┌─ Supplied text
And so, as the deaths kept coming after that initial murder on Molokai, environmental groups chipped in more money, bringing the total reward to $30,000, or $10,000 per seal. Then, in April 2012, a fourth seal was killed on the east side of Kauai. This particular seal was well known in the neighborhood; it frequented an inlet under a scenic walking path. Locals nicknamed it Noho, Hawaiian for “homebody.”
Mary Frances Miyashiro, a retired teacher and social worker who patrols that coastline as a volunteer monk-seal responder, arrived on the scene first. She sat with Noho’s body for an hour, waiting for others to come and heft the seal into an insulated body bag so it could be driven into town for a necropsy, or animal autopsy. “My heart sank,” Miyashiro told me. “I didn’t know what to do with those feelings, so I picked up trash.” It felt hopeless, like the killings might go on forever.
Two days later, a uniformed law-enforcement officer from the National Oceanic and Atmospheric Administration (NOAA), the federal agency responsible for monk seals, flew to Kauai from Honolulu to open the U.S. government’s investigation. This officer’s name was Paul Newman.
Newman went to the crime scene — the beach — and photographed whatever seemed notable. Not much, really. There was one lead — someone had overheard a man badmouthing the monk seal — but it went nowhere. So that night, Newman hopped a commercial flight back to Honolulu. He had a cooler with him, packed with ice, sealed with official tape. Inside was Noho’s wounded head. The head was the only evidence.
The reward ticked up to $40,000.
We live in a country, and an age, with extraordinary empathy for endangered species. We also live at a time when alarming numbers of protected animals are being shot in the head, cudgeled to death or worse.
In North Carolina, for example, hundreds of brown pelicans have recently been washing ashore dead with broken wings. The birds, nearly wiped out by DDT in the 1970s, are now plentiful and often become semi-tame; they’re known to land on fishing boats and swipe at the catch. One theory is that irritated fishermen are simply reaching out and cracking their wings in half with their hands. In March, in Florida, someone shoved a pelican’s head through a beer can.
Around the country, at any given time, small towers of reward money sit waiting for whistle-blowers to come forward. This winter four bald eagles were gunned down and left floating in a Washington lake (reward: $20,250); three were shot in Mississippi ($7,500); and two in Arkansas ($3,500). Someone drove through a flock of dunlins — brittle-legged little shorebirds — on a beach in Washington, killing 93 of them ($5,500). In Arizona, a javelina, a piglike mammal, was shot and dragged down a street with an extension cord strung through its mouth ($500), and in North Carolina, 8 of only 100 red wolves left in the wild were shot within a few weeks around Christmas ($2,500). Seven dolphins died suspiciously on the Gulf Coast last year; one was found with a screwdriver in its head ($10,000). Sometimes, these incidents are just “thrill kills” — fits of ugliness without logic or meaning. But often they read as retaliation, a disturbing corollary to how successful the conservation of those animals has been.
└─
● **Goal**
Quote the stretch of the wildlife-killings article from "Mary Frances Miyashiro, a" through "go on forever." word for word. Rely on the wildlife-killings article alone.
┌─ Recorded information
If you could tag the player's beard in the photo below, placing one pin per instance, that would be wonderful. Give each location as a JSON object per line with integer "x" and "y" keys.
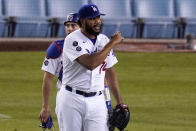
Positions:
{"x": 90, "y": 29}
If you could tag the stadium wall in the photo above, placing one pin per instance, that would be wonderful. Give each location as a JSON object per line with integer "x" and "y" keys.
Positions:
{"x": 128, "y": 45}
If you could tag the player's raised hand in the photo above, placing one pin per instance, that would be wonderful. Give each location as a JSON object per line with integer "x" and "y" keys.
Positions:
{"x": 44, "y": 114}
{"x": 117, "y": 37}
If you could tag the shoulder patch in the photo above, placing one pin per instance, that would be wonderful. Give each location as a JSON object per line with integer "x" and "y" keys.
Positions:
{"x": 78, "y": 48}
{"x": 75, "y": 43}
{"x": 55, "y": 49}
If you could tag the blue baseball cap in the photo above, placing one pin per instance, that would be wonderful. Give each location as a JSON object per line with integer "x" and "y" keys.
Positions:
{"x": 72, "y": 17}
{"x": 89, "y": 11}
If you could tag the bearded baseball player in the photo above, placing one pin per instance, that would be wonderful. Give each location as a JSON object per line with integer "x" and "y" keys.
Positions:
{"x": 87, "y": 58}
{"x": 53, "y": 66}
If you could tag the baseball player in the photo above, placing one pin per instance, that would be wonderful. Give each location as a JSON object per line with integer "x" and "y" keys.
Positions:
{"x": 53, "y": 66}
{"x": 87, "y": 58}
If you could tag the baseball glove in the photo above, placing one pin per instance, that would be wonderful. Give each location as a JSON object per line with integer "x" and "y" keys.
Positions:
{"x": 120, "y": 117}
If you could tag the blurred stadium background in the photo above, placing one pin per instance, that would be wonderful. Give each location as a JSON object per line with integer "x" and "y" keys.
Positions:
{"x": 136, "y": 19}
{"x": 159, "y": 87}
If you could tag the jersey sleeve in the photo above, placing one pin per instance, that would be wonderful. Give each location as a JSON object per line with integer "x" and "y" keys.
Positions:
{"x": 111, "y": 59}
{"x": 73, "y": 48}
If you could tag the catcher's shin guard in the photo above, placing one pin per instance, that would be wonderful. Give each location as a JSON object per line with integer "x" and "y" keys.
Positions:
{"x": 47, "y": 125}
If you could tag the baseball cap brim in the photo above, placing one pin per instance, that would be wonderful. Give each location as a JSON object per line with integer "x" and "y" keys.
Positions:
{"x": 90, "y": 17}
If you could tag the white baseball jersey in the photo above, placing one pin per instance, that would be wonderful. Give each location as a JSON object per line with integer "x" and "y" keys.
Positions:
{"x": 53, "y": 61}
{"x": 76, "y": 75}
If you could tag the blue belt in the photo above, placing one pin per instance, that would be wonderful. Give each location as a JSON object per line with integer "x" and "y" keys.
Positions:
{"x": 85, "y": 94}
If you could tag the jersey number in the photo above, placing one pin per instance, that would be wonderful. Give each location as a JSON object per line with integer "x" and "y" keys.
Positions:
{"x": 102, "y": 68}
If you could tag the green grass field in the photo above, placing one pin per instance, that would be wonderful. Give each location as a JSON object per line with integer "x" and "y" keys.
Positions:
{"x": 160, "y": 89}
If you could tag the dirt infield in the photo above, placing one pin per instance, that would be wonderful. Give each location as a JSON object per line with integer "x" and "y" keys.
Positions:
{"x": 128, "y": 45}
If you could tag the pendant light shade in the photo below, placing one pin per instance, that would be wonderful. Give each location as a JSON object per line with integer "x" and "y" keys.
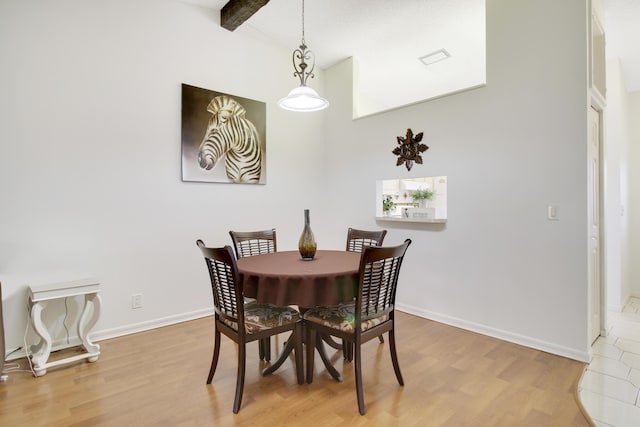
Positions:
{"x": 303, "y": 98}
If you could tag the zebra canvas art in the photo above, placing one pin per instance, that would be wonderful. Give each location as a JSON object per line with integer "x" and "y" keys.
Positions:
{"x": 223, "y": 137}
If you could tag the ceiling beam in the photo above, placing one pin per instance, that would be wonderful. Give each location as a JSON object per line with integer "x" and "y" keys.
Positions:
{"x": 235, "y": 12}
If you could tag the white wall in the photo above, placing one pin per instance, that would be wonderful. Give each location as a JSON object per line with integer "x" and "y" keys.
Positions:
{"x": 615, "y": 158}
{"x": 90, "y": 166}
{"x": 90, "y": 154}
{"x": 509, "y": 149}
{"x": 634, "y": 194}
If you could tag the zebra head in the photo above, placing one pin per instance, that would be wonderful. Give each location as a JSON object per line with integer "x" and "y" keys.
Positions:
{"x": 225, "y": 112}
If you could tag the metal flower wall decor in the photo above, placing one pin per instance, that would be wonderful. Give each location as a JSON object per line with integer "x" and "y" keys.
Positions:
{"x": 409, "y": 149}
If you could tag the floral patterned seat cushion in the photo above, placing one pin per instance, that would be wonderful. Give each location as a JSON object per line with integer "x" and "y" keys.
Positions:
{"x": 258, "y": 317}
{"x": 342, "y": 317}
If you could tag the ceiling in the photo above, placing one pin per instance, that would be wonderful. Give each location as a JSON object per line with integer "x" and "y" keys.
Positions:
{"x": 386, "y": 38}
{"x": 622, "y": 29}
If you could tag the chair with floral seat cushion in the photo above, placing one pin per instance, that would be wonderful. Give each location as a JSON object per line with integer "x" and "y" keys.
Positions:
{"x": 370, "y": 315}
{"x": 250, "y": 243}
{"x": 244, "y": 322}
{"x": 357, "y": 240}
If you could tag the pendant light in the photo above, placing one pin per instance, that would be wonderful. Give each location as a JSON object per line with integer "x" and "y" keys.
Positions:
{"x": 303, "y": 98}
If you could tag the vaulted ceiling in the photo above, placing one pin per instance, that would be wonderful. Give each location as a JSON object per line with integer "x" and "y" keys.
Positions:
{"x": 386, "y": 38}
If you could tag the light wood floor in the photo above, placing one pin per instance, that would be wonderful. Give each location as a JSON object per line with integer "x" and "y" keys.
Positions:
{"x": 157, "y": 378}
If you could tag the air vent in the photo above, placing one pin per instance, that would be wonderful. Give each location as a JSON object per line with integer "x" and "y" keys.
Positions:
{"x": 433, "y": 57}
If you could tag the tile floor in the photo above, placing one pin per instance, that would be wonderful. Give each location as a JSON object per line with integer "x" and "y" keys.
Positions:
{"x": 609, "y": 388}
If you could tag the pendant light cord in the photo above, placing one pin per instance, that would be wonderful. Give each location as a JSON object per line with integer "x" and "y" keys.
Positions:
{"x": 303, "y": 22}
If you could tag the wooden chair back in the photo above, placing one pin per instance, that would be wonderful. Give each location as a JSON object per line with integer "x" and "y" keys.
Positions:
{"x": 357, "y": 240}
{"x": 250, "y": 243}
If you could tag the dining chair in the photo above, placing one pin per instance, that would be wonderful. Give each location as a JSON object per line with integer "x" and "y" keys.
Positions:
{"x": 372, "y": 313}
{"x": 357, "y": 240}
{"x": 250, "y": 243}
{"x": 244, "y": 323}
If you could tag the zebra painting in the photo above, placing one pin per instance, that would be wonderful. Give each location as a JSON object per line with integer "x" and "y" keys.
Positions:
{"x": 223, "y": 137}
{"x": 230, "y": 132}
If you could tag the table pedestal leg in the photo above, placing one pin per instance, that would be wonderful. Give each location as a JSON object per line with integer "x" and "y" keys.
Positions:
{"x": 325, "y": 359}
{"x": 288, "y": 348}
{"x": 85, "y": 325}
{"x": 41, "y": 351}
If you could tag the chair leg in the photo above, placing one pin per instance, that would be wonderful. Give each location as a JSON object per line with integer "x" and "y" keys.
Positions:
{"x": 264, "y": 349}
{"x": 394, "y": 356}
{"x": 310, "y": 342}
{"x": 216, "y": 355}
{"x": 358, "y": 374}
{"x": 297, "y": 336}
{"x": 347, "y": 351}
{"x": 242, "y": 348}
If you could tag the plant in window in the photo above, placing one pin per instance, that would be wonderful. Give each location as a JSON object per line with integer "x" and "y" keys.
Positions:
{"x": 387, "y": 204}
{"x": 421, "y": 195}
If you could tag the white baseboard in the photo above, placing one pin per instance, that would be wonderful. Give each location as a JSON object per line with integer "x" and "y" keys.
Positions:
{"x": 121, "y": 331}
{"x": 150, "y": 324}
{"x": 498, "y": 333}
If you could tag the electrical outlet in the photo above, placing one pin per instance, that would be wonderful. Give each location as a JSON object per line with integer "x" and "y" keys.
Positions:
{"x": 136, "y": 301}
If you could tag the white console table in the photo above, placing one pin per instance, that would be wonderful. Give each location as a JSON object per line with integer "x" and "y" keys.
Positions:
{"x": 39, "y": 297}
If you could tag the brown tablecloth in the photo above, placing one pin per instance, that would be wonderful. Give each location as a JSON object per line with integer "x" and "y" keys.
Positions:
{"x": 283, "y": 278}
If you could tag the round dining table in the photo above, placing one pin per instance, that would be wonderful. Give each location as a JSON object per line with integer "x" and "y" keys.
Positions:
{"x": 284, "y": 278}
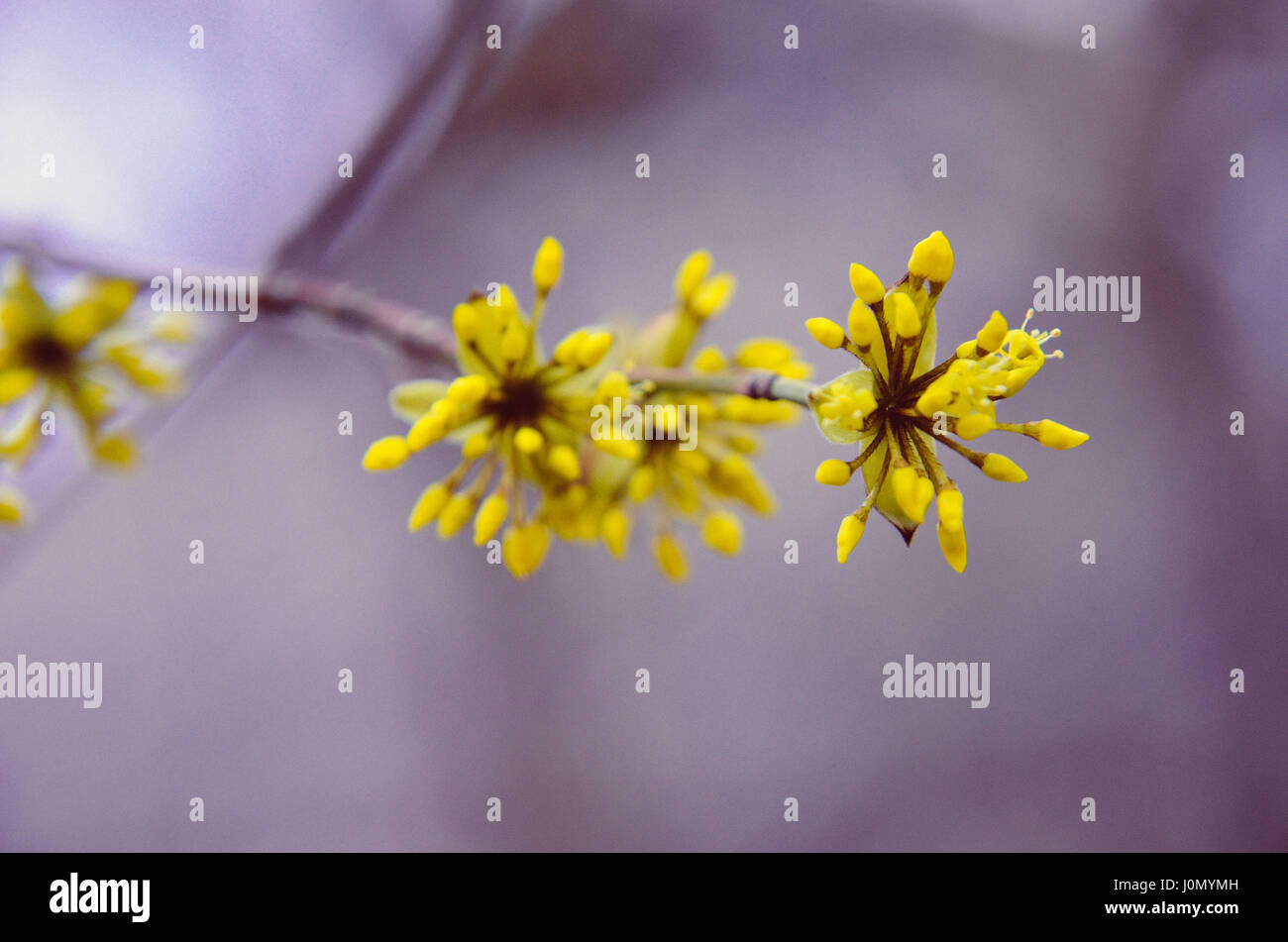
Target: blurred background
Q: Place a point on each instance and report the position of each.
(1108, 680)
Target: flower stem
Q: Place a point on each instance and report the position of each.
(758, 383)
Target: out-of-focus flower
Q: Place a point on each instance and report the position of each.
(898, 404)
(80, 357)
(522, 420)
(702, 475)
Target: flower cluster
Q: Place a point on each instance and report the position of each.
(526, 422)
(73, 358)
(707, 480)
(900, 403)
(520, 418)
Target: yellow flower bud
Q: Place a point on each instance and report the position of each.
(1055, 435)
(566, 351)
(476, 446)
(614, 385)
(465, 322)
(692, 273)
(833, 471)
(565, 463)
(489, 517)
(867, 286)
(1003, 469)
(932, 258)
(849, 536)
(468, 390)
(903, 485)
(524, 549)
(949, 507)
(548, 265)
(13, 508)
(903, 315)
(922, 494)
(936, 398)
(429, 506)
(992, 334)
(825, 332)
(953, 545)
(643, 480)
(17, 382)
(386, 453)
(863, 326)
(455, 515)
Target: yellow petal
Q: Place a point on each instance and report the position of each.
(548, 265)
(386, 453)
(932, 258)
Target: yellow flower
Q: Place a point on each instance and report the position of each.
(699, 465)
(522, 421)
(898, 404)
(75, 358)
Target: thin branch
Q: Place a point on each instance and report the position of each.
(758, 383)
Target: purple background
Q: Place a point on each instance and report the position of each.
(1108, 680)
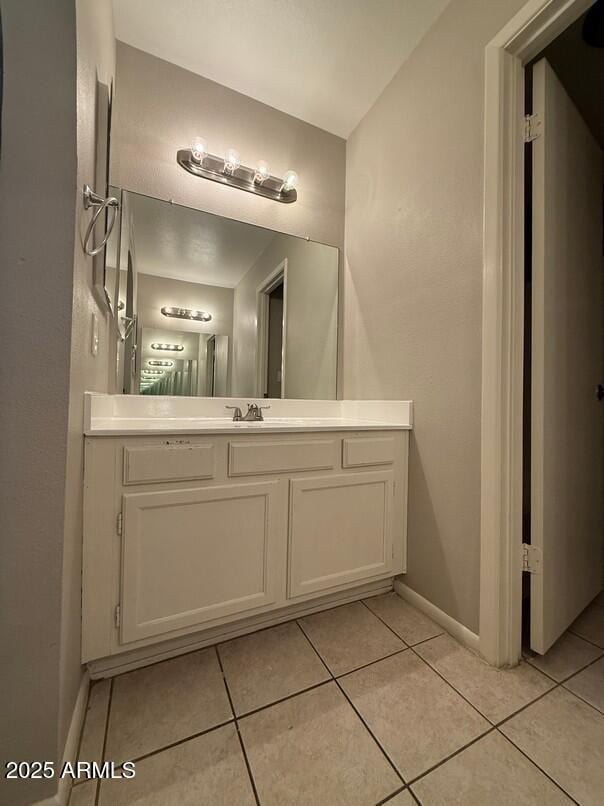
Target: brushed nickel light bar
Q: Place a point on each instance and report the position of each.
(228, 170)
(177, 348)
(186, 313)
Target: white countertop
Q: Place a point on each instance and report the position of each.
(113, 426)
(131, 415)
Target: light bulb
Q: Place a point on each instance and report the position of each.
(232, 161)
(199, 150)
(290, 181)
(262, 172)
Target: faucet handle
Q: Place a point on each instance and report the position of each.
(237, 413)
(260, 410)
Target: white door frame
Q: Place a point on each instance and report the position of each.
(263, 291)
(533, 27)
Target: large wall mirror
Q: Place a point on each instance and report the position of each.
(214, 307)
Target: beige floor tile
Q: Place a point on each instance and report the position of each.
(589, 684)
(590, 625)
(567, 656)
(565, 737)
(416, 717)
(402, 799)
(266, 666)
(407, 622)
(206, 771)
(313, 749)
(490, 772)
(349, 636)
(83, 794)
(95, 722)
(164, 703)
(496, 693)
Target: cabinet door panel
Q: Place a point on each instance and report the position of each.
(196, 555)
(340, 530)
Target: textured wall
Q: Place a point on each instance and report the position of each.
(413, 286)
(36, 256)
(95, 58)
(161, 108)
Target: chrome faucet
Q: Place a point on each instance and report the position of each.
(253, 414)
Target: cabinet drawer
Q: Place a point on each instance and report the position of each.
(256, 458)
(368, 451)
(168, 463)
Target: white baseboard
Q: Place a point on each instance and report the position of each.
(163, 650)
(462, 634)
(72, 745)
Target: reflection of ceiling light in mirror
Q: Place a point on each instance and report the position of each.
(199, 150)
(178, 348)
(290, 181)
(186, 313)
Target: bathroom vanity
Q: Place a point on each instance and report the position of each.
(197, 528)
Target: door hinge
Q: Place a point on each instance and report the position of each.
(531, 559)
(533, 127)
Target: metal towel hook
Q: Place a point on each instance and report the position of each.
(92, 199)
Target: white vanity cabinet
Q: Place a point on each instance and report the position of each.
(205, 534)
└─
● **The response**
Mary Frances Miyashiro, a retired teacher and social worker who patrols that coastline as a volunteer monk-seal responder, arrived on the scene first. She sat with Noho’s body for an hour, waiting for others to come and heft the seal into an insulated body bag so it could be driven into town for a necropsy, or animal autopsy. “My heart sank,” Miyashiro told me. “I didn’t know what to do with those feelings, so I picked up trash.” It felt hopeless, like the killings might go on forever.